Stermann & Grissemann are an Austrian／German comedy duo comprising Dirk Stermann and Christoph Grissemann.

Background

Dirk Stermann

Dirk Stermann (born 7 December 1965 in Duisburg) hails from Germany and is a German radio and television presenter and author. Stermann graduated from the University of Düsseldorf where he studied History and Theatre studies. In 1987 he moved to Austria and started working for the broadcaster Österreichischer Rundfunk in 1988.

Christoph Grissemann
Christoph Grissemann (born 17 May 1966 in Innsbruck) is an Austrian comedian, radio and television presenter. Grissemann is the second and youngest son of Austrian radio and television presenter Ernst Grissemann. Grissemann studied German and literature in the spa town of Baden bei Wien. He took part in the Alternative civilian service. Following his father, Grisseman joined the broadcaster Österreichischer Rundfunk.

EXERCISE BRIEF
Can you edit the text about the Stermann & Grissemann comedy duo from "Stermann & Grissemann" to "Rundfunk in 1988.", putting "network" in place of "broadcaster"?

DATA RECORDS
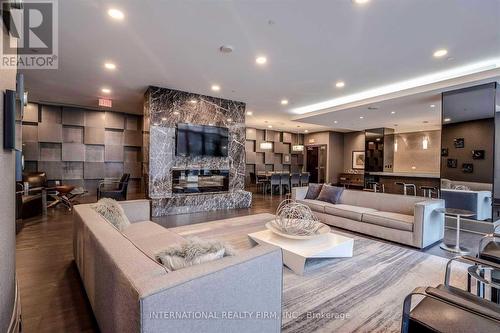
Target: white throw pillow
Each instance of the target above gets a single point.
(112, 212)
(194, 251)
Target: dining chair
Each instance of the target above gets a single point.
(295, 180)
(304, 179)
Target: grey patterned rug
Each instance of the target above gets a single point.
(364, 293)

==

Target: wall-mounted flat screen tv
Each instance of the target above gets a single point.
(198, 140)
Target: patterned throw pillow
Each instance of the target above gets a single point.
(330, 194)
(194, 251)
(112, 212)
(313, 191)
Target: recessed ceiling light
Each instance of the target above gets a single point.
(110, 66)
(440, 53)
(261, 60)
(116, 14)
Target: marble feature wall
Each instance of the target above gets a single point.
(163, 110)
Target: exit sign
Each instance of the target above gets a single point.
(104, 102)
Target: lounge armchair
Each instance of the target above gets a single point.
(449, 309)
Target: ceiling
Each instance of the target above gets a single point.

...

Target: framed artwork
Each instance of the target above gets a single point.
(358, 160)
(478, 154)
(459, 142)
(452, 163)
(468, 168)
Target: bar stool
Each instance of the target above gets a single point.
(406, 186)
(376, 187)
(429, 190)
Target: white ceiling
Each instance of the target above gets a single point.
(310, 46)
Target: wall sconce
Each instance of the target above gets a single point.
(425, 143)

THE ANSWER
Stermann & Grissemann are an Austrian／German comedy duo comprising Dirk Stermann and Christoph Grissemann.

Background

Dirk Stermann

Dirk Stermann (born 7 December 1965 in Duisburg) hails from Germany and is a German radio and television presenter and author. Stermann graduated from the University of Düsseldorf where he studied History and Theatre studies. In 1987 he moved to Austria and started working for the network Österreichischer Rundfunk in 1988.